→ Object location annotation data:
########################################
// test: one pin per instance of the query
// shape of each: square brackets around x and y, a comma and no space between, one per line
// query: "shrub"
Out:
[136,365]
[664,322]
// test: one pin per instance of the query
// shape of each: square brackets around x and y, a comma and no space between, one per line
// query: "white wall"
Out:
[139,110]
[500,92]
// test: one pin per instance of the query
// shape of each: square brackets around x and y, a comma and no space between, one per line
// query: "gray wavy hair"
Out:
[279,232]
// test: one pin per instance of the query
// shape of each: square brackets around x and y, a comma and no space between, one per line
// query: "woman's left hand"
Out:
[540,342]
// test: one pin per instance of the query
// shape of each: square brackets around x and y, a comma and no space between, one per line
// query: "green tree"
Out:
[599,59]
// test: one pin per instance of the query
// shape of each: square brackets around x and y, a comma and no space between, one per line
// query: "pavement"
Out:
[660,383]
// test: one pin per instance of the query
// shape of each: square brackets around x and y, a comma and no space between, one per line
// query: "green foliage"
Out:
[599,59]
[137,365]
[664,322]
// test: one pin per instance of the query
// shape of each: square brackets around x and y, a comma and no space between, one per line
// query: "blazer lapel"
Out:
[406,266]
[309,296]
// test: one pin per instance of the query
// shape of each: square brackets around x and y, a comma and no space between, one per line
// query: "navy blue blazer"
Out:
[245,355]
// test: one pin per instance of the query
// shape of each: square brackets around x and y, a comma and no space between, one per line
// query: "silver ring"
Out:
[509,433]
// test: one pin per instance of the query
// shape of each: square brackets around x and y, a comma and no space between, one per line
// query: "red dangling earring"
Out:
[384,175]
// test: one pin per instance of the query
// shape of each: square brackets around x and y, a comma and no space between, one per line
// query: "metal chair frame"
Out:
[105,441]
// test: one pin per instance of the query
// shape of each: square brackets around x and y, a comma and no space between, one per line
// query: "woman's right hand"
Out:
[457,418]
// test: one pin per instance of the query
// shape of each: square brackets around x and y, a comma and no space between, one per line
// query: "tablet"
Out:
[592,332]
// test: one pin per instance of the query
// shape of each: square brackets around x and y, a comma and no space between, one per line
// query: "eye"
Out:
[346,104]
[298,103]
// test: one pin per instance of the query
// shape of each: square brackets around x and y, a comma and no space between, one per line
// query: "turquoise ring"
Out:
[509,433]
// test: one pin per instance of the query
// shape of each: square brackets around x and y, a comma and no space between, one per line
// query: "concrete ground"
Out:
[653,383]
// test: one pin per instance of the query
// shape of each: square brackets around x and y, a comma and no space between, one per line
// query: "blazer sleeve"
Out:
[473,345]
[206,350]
########################################
→ Objective: Repeat all entries. Match them exactly.

→ The solution:
// test: one pin per instance of the query
// shape of each: square brackets around x and y, a comma and no space between, one per line
// query: "shrub"
Out:
[136,365]
[664,322]
// test: one pin per instance of the query
// shape of each: square brackets around x and y, a comma and no space between, one per line
// query: "white wall"
Out:
[139,110]
[500,92]
// test: one pin per instance of the query
// shape of each: square brackets around x and y, a comma and no space between, one per line
// query: "gray wavy hair"
Out:
[279,232]
// test: one pin per instance of the query
// shape of each: square brackets around x and y, a comma and no space between, one per line
// query: "woman's left hand"
Out:
[540,342]
// test: one pin per instance of the query
// shape of each: square brackets around x and y, a comma and no space between, one per line
// query: "green tree"
Out:
[599,59]
// test: one pin per instance of the query
// shape of each: square brackets around x and y, a comma and no space between, one per line
// query: "pavement"
Out:
[660,383]
// test: one pin per instance of the query
// shape of each: square brackets around x and y, a comma and no space between, one per line
// query: "green foliage"
Out:
[599,59]
[137,365]
[664,322]
// test: one pin per instance of the query
// shape of each: square brackets around x and y, a comma and no space between, one per line
// query: "blazer lapel"
Out:
[406,266]
[309,296]
// test: one pin per instance of the query
// shape of each: square brackets around x and y, a comma and no space between, one per line
// query: "navy blue blazer"
Out:
[245,355]
// test: one pin per instance of the query
// shape of each: square brackets around x and y, a comma and no space between, one per line
// query: "silver ring"
Out:
[509,433]
// test: one pin per instance of the query
// shape of each: square brackets around x and y, a comma and no space between, one per line
// query: "red dangling earring"
Out:
[384,175]
// test: one pin per instance of the query
// shape of each: square brackets around x and y, a comma and no space between, one per line
// query: "metal chair frame"
Out:
[105,441]
// test: one pin per instance of the query
// shape of each: square brackets around x and y, a comma and no space between, one per line
// query: "woman's right hand"
Out:
[457,418]
// test: one pin per instance of the query
// shape of each: square brackets around x and y, a comma and no space between, one per line
// query: "tablet"
Out:
[592,332]
// test: one pin per instance of the query
// shape of each: square brackets around x and y, a comma and no space between, one per line
// query: "eye"
Out:
[346,104]
[298,103]
// test: one pin per instance of the query
// shape of each: square brackets around x and y, a comma and no space between, one per line
// query: "turquoise ring"
Out:
[509,433]
// test: one pin per instance of the query
// shape of each: square brackets around x and y, a comma and no space between, one per line
// query: "concrete ground"
Out:
[653,383]
// test: one pin per instance of the query
// shape of each: square brackets around x and y, a comma and no space between, one per line
// query: "blazer sleeve"
Out:
[473,345]
[206,350]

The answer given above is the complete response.